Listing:
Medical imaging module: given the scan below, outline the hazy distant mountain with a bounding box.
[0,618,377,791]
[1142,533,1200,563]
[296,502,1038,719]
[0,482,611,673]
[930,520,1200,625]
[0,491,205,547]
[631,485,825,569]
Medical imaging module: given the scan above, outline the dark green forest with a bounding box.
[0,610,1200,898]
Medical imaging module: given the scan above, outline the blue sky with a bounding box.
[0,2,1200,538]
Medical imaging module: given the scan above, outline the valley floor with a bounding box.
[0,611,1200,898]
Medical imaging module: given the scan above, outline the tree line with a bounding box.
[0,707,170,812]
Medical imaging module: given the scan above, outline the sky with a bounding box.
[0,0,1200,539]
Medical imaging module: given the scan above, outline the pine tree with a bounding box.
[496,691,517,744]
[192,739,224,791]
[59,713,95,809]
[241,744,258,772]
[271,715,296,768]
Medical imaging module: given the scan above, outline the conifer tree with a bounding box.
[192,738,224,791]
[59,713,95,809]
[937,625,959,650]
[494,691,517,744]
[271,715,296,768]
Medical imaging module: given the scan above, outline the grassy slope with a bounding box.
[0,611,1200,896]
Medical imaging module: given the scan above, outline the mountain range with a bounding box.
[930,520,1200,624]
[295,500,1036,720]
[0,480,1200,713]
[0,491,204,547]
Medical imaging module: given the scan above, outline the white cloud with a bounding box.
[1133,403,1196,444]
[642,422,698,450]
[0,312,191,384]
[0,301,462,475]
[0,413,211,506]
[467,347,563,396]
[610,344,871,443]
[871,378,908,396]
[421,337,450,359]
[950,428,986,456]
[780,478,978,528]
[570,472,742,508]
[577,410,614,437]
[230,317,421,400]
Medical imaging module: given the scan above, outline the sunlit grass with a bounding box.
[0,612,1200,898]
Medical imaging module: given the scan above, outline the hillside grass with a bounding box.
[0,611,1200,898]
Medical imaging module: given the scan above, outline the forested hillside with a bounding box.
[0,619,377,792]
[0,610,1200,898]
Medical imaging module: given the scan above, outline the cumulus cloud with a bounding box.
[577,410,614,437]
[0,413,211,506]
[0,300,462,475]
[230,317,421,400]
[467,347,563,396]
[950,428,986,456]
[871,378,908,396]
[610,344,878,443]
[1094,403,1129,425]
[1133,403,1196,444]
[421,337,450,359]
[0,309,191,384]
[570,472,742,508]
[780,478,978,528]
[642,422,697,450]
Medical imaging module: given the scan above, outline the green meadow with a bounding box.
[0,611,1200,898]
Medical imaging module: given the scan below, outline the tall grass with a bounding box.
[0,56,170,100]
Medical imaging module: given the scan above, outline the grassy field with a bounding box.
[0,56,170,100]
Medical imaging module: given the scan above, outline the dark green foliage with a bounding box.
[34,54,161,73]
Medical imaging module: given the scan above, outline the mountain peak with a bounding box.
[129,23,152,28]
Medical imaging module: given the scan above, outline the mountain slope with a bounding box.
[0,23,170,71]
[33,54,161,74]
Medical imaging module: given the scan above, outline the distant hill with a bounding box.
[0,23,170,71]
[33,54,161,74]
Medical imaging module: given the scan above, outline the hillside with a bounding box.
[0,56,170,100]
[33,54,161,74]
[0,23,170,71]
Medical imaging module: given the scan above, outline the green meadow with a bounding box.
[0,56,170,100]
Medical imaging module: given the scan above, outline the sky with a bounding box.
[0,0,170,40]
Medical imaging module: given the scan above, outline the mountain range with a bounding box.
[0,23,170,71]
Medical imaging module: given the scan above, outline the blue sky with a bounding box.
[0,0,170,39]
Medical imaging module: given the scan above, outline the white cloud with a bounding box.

▶ WHAT IS ASKED: Repeat the listing above word for word, from start to finish.

▶ COMPLETED TASK:
Medical imaging module: given the scan below, outline the hazy distant mountain with a bounding box.
[0,618,377,791]
[1142,533,1200,563]
[296,502,1038,719]
[0,482,611,673]
[930,520,1200,625]
[0,491,205,547]
[631,485,825,569]
Medical imaging module: given the scan above, outline the dark green forest with a bounding box.
[0,610,1200,898]
Medical imaging module: given the scan above, outline the blue sky with a bounding box.
[0,2,1200,538]
Medical imaging module: given the scan above, outline the valley floor with a bounding box.
[0,611,1200,898]
Medical imaging module: given the scan above, outline the tree line with a bounding box.
[0,707,170,812]
Medical imaging module: given the scan above, outline the sky with a bounding box.
[0,0,1200,539]
Medical imaging module: given the scan above, outline the pine tree with a bounding box.
[496,691,517,744]
[192,739,224,791]
[59,713,95,809]
[241,744,258,772]
[271,715,296,768]
Medical imaging module: given the scan above, outline the conifer tree with a bounding box.
[192,738,224,791]
[59,713,95,809]
[937,625,959,650]
[494,691,517,744]
[271,715,296,768]
Medical imaging module: given the scan above, outline the grassy slope with a bounding box.
[0,611,1200,896]
Medical imaging module: given the scan above, outline the mountain range with a bounding box.
[930,520,1200,624]
[295,500,1036,720]
[0,480,1200,713]
[0,491,204,547]
Medical imaging module: given the scan above, outline the white cloud with a bounding box.
[1133,403,1196,444]
[642,422,698,450]
[0,312,191,384]
[0,301,462,475]
[0,413,211,506]
[467,347,563,396]
[610,344,871,443]
[871,378,908,396]
[421,337,450,359]
[950,428,986,456]
[780,478,978,528]
[570,472,742,508]
[577,410,614,437]
[230,317,421,400]
Medical imaging module: given the scan above, outline the sunlit grass with a bounding box.
[0,612,1200,898]
Medical imaging module: given the scan above, outline the hillside grass with a bounding box.
[0,611,1200,898]
Medical imaging module: given the scan above, outline the forested hillside with a bounding box.
[0,619,377,792]
[0,610,1200,898]
Medical imaging module: given the scan above, outline the cumulus cloud with a bounding box.
[577,410,614,437]
[0,413,211,506]
[0,300,462,475]
[230,317,421,400]
[467,347,563,396]
[950,428,986,456]
[871,378,908,396]
[610,344,878,443]
[1094,403,1129,425]
[1133,403,1196,444]
[421,337,450,359]
[0,309,191,384]
[570,472,742,508]
[780,478,978,528]
[642,422,697,450]
Medical imaging module: given the scan above, outline the green meadow with a bounding box.
[0,611,1200,898]
Medical imaging module: given the scan below, outline the tall grass with a bounding box.
[0,56,170,100]
Medical imaging module: given the scan above, outline the grassy field with a bounding box.
[0,56,170,100]
Medical imaging module: given the scan above, outline the dark green foliage with a bounding box.
[34,54,161,73]
Medical imaging module: given the scan above, outline the mountain peak with a bounding box.
[129,23,152,28]
Medical imaging module: given the scan above, outline the mountain slope with a bounding box.
[0,23,170,71]
[33,54,161,74]
Medical imaging module: given the scan above, outline the distant hill with a bounding box.
[0,23,170,71]
[33,54,161,74]
Medical imaging module: given the scan above, outline the hillside with a bounding box.
[0,56,170,100]
[33,54,161,74]
[0,23,170,71]
Medical imaging module: given the scan above, outline the green meadow with a bounding box.
[0,56,170,100]
Medical imaging module: given the scan above, outline the sky with a bounding box.
[0,0,170,40]
Medical imaging module: given the scan above, outline the mountain range with a bounding box.
[0,23,170,71]
Medical imaging module: given the scan above, outline the blue sky with a bounding box.
[0,0,170,39]
Medical imaging module: given the scan above, outline the white cloud with a bounding box.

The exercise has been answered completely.